## Given passage:
In all of this gainful employment though there have been a couple of moments of UNUSUAL ACTIVITY, mostly due to a young woman known to me as Daisy From Dubai. She first rang me a couple of days ago - or, rather, she rang one of the people who used to have my phone number. There seem to have been at least three such people over the past few years, and whenever someone rings for them I say that they're not here anymore and suggest that perhaps they could try emailing them.
Normally this is fine, but not for Daisy, who insisted that I try to contact them myself. I explained, again, that I just had their old phone number and didn't actually know them. At this point she OPENLY LAUGHED at me. "You don't know your own (Person's Job Title)?!?" she scoffed, as if this was the single most ludicrous thing she had ever heard. I did not think this was very polite, but I laboured on, explaining that it is a Quite Big University with six sites, so I didn't actually know everybody who works here, but from that point on she treated me like a poor ignorant fool, asking very slowly if I could find out where the other person was and put her through to them.
I looked said person up on our internal directory and gave Daisy that number. It took several more minutes to persuade her that I couldn't take a message, what with not knowing said person or working in the same office, but eventually I got her off the phone. That, I thought, was that.
Five minutes later she rang back - it turns out that I'd given her MY number again, as it's still listed as that person's number on our systems. I felt a bit daft for giving it out, but I don't actually USE my own number and, hang on a minute, shouldn't Daisy have realised she was ringing the same number again? Either way, it took AGES to persuade Daisy that I *was* the same person, and I'd given her the same number again by mistake. To be honest, I don't think she believed me - I guess she thought I was a PA who didn't want her to speak to my boss? I suggested again that she could email, but Daisy had already done that and wasn't happy that she hadn't had a reply yet, so demanded that I do so instead. I thus took her number (which is how I know she was in Dubai) and email address and promised to forward it to the person in question. That, I thought, was that.
An hour or so later Daisy rang back AGANE, this time irate that the person had not contacted her yet, and wanting me go round and talk to her. It was here that she told me she'd spoken to somebody ELSE the day before who claimed that they HAD known the person in question and promised to pass on the details to her. This meant two things: firstly, that somebody had answered my phone for me and Daisy the situation before I'd even got involved and secondly that this was thus the THIRD time she had re-rung a number that she had been told was not the right one!

## Recorded data:

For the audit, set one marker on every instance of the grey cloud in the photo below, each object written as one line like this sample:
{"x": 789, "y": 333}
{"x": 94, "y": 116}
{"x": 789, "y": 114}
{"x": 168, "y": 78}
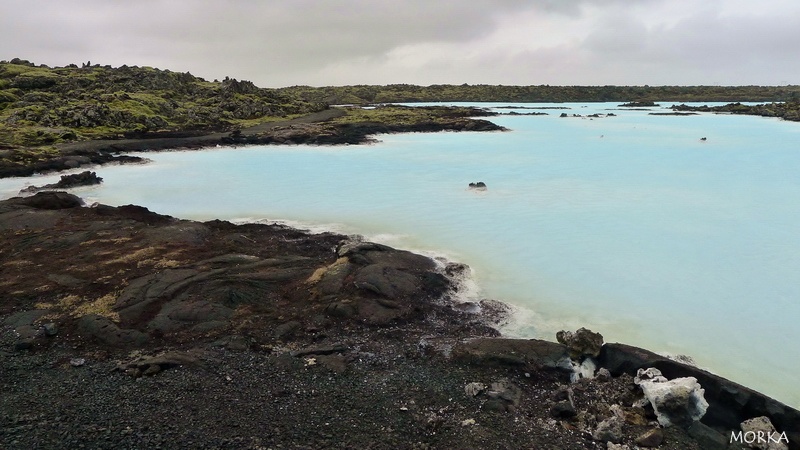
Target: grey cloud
{"x": 278, "y": 43}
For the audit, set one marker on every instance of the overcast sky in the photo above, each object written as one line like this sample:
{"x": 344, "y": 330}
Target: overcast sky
{"x": 277, "y": 43}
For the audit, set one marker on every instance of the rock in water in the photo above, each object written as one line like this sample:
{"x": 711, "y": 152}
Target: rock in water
{"x": 479, "y": 186}
{"x": 651, "y": 438}
{"x": 581, "y": 343}
{"x": 763, "y": 435}
{"x": 677, "y": 402}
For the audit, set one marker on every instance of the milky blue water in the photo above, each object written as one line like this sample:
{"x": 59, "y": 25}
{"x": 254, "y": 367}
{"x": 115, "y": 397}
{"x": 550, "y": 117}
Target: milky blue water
{"x": 628, "y": 225}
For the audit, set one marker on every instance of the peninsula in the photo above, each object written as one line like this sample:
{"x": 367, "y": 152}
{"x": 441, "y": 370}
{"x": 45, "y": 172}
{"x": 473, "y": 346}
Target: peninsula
{"x": 123, "y": 327}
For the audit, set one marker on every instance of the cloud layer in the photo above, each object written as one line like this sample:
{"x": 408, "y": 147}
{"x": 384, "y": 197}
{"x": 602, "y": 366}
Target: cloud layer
{"x": 318, "y": 42}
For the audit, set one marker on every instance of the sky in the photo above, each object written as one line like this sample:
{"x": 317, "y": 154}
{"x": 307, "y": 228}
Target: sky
{"x": 277, "y": 43}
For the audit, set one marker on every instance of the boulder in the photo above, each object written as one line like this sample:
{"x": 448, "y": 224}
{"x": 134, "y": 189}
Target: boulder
{"x": 106, "y": 331}
{"x": 653, "y": 437}
{"x": 761, "y": 434}
{"x": 678, "y": 402}
{"x": 729, "y": 403}
{"x": 85, "y": 178}
{"x": 51, "y": 200}
{"x": 512, "y": 352}
{"x": 581, "y": 343}
{"x": 479, "y": 186}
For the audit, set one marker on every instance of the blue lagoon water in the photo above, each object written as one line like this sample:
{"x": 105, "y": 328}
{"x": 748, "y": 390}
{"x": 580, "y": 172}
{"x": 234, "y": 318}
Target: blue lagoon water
{"x": 629, "y": 225}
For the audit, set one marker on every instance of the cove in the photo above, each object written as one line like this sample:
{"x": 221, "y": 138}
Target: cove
{"x": 630, "y": 225}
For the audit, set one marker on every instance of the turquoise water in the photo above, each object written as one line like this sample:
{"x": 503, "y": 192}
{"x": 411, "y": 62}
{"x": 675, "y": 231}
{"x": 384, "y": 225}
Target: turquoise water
{"x": 628, "y": 225}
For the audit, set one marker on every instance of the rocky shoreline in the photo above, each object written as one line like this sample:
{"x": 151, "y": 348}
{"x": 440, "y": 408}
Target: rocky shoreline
{"x": 125, "y": 328}
{"x": 311, "y": 129}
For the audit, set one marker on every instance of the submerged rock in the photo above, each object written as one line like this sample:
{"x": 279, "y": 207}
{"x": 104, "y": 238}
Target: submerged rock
{"x": 581, "y": 343}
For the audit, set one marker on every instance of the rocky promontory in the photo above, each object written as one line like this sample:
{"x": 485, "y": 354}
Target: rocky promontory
{"x": 122, "y": 327}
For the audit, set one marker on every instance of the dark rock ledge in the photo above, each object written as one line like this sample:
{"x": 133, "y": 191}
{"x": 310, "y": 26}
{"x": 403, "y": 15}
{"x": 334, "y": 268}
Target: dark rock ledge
{"x": 125, "y": 328}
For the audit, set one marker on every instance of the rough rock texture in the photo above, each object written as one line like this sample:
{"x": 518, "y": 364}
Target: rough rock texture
{"x": 766, "y": 437}
{"x": 581, "y": 343}
{"x": 177, "y": 334}
{"x": 729, "y": 403}
{"x": 676, "y": 402}
{"x": 85, "y": 178}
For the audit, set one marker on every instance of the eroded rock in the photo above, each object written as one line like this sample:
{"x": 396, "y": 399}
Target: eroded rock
{"x": 581, "y": 343}
{"x": 676, "y": 402}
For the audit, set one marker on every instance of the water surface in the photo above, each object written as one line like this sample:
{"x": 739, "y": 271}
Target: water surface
{"x": 629, "y": 225}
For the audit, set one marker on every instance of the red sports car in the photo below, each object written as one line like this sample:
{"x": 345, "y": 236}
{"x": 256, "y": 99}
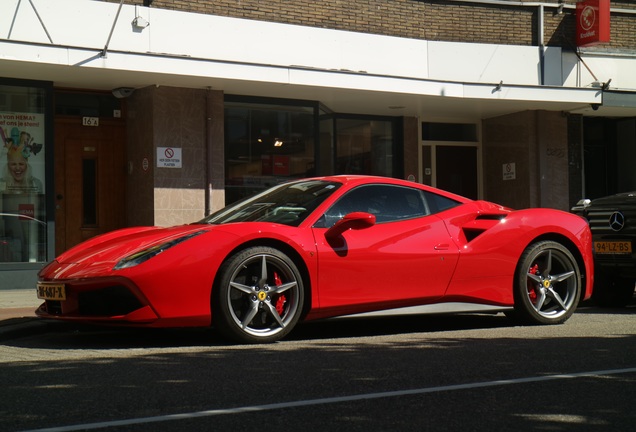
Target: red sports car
{"x": 325, "y": 247}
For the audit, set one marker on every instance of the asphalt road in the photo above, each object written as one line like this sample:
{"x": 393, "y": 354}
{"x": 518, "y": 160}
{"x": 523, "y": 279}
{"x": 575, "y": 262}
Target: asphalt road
{"x": 414, "y": 373}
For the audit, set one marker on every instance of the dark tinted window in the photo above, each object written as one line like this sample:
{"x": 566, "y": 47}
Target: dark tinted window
{"x": 287, "y": 204}
{"x": 388, "y": 203}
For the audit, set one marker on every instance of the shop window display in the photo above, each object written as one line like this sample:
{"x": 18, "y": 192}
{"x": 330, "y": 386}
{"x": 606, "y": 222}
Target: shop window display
{"x": 22, "y": 204}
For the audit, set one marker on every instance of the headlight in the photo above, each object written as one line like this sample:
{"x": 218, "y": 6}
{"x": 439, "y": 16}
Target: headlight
{"x": 144, "y": 255}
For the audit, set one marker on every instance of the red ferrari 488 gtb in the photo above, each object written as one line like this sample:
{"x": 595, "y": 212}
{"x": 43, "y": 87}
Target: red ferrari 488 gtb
{"x": 325, "y": 247}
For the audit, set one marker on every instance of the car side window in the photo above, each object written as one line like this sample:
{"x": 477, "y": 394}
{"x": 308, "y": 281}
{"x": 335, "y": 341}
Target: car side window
{"x": 437, "y": 203}
{"x": 387, "y": 202}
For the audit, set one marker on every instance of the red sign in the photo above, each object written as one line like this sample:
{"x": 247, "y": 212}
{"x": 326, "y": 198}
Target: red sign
{"x": 592, "y": 22}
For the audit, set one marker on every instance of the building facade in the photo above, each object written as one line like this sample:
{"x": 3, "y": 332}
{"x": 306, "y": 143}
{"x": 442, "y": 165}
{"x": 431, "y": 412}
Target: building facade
{"x": 138, "y": 112}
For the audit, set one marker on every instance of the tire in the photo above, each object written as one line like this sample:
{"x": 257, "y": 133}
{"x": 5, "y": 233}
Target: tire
{"x": 547, "y": 284}
{"x": 259, "y": 296}
{"x": 612, "y": 291}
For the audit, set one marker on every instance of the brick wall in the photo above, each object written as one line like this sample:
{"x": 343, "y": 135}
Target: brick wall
{"x": 451, "y": 21}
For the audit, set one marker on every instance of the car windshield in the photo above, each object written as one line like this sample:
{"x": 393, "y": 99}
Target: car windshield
{"x": 287, "y": 204}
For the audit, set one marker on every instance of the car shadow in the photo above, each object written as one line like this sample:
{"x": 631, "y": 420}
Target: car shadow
{"x": 67, "y": 336}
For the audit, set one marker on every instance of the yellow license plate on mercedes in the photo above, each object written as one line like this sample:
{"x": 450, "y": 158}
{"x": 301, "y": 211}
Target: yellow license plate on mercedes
{"x": 613, "y": 247}
{"x": 51, "y": 291}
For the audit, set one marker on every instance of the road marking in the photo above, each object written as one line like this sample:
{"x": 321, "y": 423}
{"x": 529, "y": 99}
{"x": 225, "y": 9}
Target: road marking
{"x": 324, "y": 401}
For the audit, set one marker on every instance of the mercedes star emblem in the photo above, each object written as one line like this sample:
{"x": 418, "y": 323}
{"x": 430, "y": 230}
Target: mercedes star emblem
{"x": 617, "y": 221}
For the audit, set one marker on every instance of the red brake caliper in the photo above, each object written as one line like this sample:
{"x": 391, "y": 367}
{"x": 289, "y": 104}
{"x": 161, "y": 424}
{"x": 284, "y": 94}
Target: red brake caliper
{"x": 532, "y": 293}
{"x": 280, "y": 303}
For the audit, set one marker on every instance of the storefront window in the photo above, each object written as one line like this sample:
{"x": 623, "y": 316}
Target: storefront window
{"x": 23, "y": 233}
{"x": 365, "y": 146}
{"x": 266, "y": 144}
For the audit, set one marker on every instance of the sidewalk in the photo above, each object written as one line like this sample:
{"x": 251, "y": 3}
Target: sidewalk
{"x": 17, "y": 313}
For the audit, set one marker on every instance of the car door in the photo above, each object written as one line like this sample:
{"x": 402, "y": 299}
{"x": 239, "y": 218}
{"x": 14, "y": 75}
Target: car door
{"x": 405, "y": 257}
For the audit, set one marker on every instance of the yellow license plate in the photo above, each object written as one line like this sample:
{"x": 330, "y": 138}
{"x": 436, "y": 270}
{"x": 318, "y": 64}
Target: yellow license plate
{"x": 51, "y": 291}
{"x": 613, "y": 247}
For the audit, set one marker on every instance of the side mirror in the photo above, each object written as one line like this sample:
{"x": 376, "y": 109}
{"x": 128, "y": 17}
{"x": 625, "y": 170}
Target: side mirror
{"x": 355, "y": 220}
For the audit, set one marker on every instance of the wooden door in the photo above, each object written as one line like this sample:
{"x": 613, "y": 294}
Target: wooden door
{"x": 89, "y": 180}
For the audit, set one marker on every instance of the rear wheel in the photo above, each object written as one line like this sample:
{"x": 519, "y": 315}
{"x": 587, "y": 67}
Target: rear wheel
{"x": 259, "y": 296}
{"x": 548, "y": 284}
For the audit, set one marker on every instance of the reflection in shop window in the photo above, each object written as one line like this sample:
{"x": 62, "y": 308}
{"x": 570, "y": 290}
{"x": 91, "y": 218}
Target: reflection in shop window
{"x": 22, "y": 150}
{"x": 266, "y": 145}
{"x": 364, "y": 147}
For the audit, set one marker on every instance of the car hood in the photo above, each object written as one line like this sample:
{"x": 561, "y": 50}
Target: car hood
{"x": 112, "y": 247}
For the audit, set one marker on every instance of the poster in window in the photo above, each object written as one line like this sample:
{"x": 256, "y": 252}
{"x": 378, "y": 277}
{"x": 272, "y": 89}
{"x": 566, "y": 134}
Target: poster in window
{"x": 22, "y": 171}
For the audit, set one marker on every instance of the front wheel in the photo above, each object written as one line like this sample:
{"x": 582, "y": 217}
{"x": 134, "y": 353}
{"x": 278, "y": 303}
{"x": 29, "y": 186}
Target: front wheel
{"x": 547, "y": 284}
{"x": 258, "y": 297}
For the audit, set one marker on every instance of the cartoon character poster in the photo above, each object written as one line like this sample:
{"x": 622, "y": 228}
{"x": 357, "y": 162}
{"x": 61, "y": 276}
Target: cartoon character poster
{"x": 22, "y": 173}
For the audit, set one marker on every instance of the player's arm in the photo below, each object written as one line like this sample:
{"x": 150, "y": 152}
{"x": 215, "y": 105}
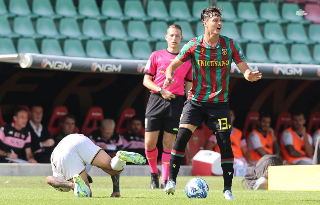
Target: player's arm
{"x": 187, "y": 87}
{"x": 293, "y": 152}
{"x": 116, "y": 186}
{"x": 176, "y": 63}
{"x": 182, "y": 57}
{"x": 247, "y": 73}
{"x": 148, "y": 82}
{"x": 239, "y": 59}
{"x": 29, "y": 155}
{"x": 261, "y": 151}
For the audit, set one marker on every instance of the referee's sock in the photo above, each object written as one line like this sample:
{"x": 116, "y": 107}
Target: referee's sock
{"x": 227, "y": 158}
{"x": 177, "y": 153}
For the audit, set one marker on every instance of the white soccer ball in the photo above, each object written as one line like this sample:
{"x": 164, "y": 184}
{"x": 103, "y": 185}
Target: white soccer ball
{"x": 197, "y": 188}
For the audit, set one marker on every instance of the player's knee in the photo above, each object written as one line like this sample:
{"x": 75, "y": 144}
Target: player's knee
{"x": 183, "y": 138}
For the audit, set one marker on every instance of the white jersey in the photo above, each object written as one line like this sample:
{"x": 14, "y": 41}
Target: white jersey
{"x": 73, "y": 155}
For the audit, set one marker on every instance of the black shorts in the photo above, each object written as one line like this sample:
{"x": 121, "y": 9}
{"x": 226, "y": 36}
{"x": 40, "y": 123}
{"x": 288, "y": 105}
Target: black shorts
{"x": 216, "y": 115}
{"x": 163, "y": 114}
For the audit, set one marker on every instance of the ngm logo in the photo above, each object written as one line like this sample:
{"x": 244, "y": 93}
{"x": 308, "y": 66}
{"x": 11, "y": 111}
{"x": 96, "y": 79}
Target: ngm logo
{"x": 287, "y": 70}
{"x": 234, "y": 68}
{"x": 58, "y": 65}
{"x": 61, "y": 113}
{"x": 107, "y": 68}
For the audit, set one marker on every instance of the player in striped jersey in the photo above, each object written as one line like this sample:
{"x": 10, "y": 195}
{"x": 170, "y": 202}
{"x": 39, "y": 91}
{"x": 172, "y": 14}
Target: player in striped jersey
{"x": 211, "y": 55}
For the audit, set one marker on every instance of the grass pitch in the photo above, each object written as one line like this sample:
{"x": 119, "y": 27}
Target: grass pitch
{"x": 135, "y": 190}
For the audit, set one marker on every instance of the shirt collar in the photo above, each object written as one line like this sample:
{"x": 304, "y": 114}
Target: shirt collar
{"x": 38, "y": 132}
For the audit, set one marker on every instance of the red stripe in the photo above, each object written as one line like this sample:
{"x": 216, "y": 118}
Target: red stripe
{"x": 224, "y": 69}
{"x": 202, "y": 56}
{"x": 177, "y": 152}
{"x": 235, "y": 53}
{"x": 226, "y": 160}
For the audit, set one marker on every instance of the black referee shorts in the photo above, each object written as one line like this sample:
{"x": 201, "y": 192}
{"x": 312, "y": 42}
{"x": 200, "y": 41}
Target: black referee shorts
{"x": 216, "y": 115}
{"x": 163, "y": 114}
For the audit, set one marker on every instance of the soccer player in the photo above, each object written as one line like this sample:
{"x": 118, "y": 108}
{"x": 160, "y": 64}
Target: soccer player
{"x": 165, "y": 105}
{"x": 211, "y": 55}
{"x": 296, "y": 143}
{"x": 73, "y": 158}
{"x": 239, "y": 147}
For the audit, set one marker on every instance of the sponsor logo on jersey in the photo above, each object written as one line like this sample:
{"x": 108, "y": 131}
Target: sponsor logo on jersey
{"x": 141, "y": 67}
{"x": 57, "y": 65}
{"x": 195, "y": 139}
{"x": 213, "y": 63}
{"x": 224, "y": 51}
{"x": 287, "y": 70}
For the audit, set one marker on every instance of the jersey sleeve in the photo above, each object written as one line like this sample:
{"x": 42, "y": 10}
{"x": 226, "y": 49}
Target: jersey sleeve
{"x": 237, "y": 54}
{"x": 286, "y": 138}
{"x": 185, "y": 52}
{"x": 316, "y": 135}
{"x": 189, "y": 74}
{"x": 151, "y": 66}
{"x": 213, "y": 139}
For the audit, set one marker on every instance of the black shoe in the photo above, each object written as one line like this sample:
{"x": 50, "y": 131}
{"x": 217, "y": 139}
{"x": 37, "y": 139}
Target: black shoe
{"x": 163, "y": 185}
{"x": 154, "y": 181}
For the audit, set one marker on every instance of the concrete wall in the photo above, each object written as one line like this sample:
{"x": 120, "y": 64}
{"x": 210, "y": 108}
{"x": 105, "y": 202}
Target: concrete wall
{"x": 45, "y": 170}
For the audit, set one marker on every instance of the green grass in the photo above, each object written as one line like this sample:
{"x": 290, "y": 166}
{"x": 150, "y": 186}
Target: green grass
{"x": 135, "y": 190}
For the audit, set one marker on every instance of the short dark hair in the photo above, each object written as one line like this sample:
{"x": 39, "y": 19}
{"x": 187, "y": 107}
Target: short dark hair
{"x": 63, "y": 118}
{"x": 35, "y": 105}
{"x": 209, "y": 12}
{"x": 135, "y": 118}
{"x": 18, "y": 109}
{"x": 177, "y": 26}
{"x": 297, "y": 113}
{"x": 264, "y": 115}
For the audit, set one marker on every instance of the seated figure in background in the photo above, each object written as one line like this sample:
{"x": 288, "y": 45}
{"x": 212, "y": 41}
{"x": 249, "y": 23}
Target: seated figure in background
{"x": 296, "y": 143}
{"x": 262, "y": 141}
{"x": 15, "y": 139}
{"x": 106, "y": 137}
{"x": 133, "y": 138}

## Work instructions:
Decide whether each statement agrees with the account of Daisy's phone calls, and give yes or no with the words from that account that settle it, quoted exactly.
1. Daisy had already sent an email before she demanded that the writer send one.
2. The university described has four sites.
3. Daisy's second call came about an hour after the first.

## Task answer:
1. Yes: "Daisy had already done that and wasn't happy that she hadn't had a reply yet"
2. No: "a Quite Big University with six sites"
3. No: "Five minutes later she rang back"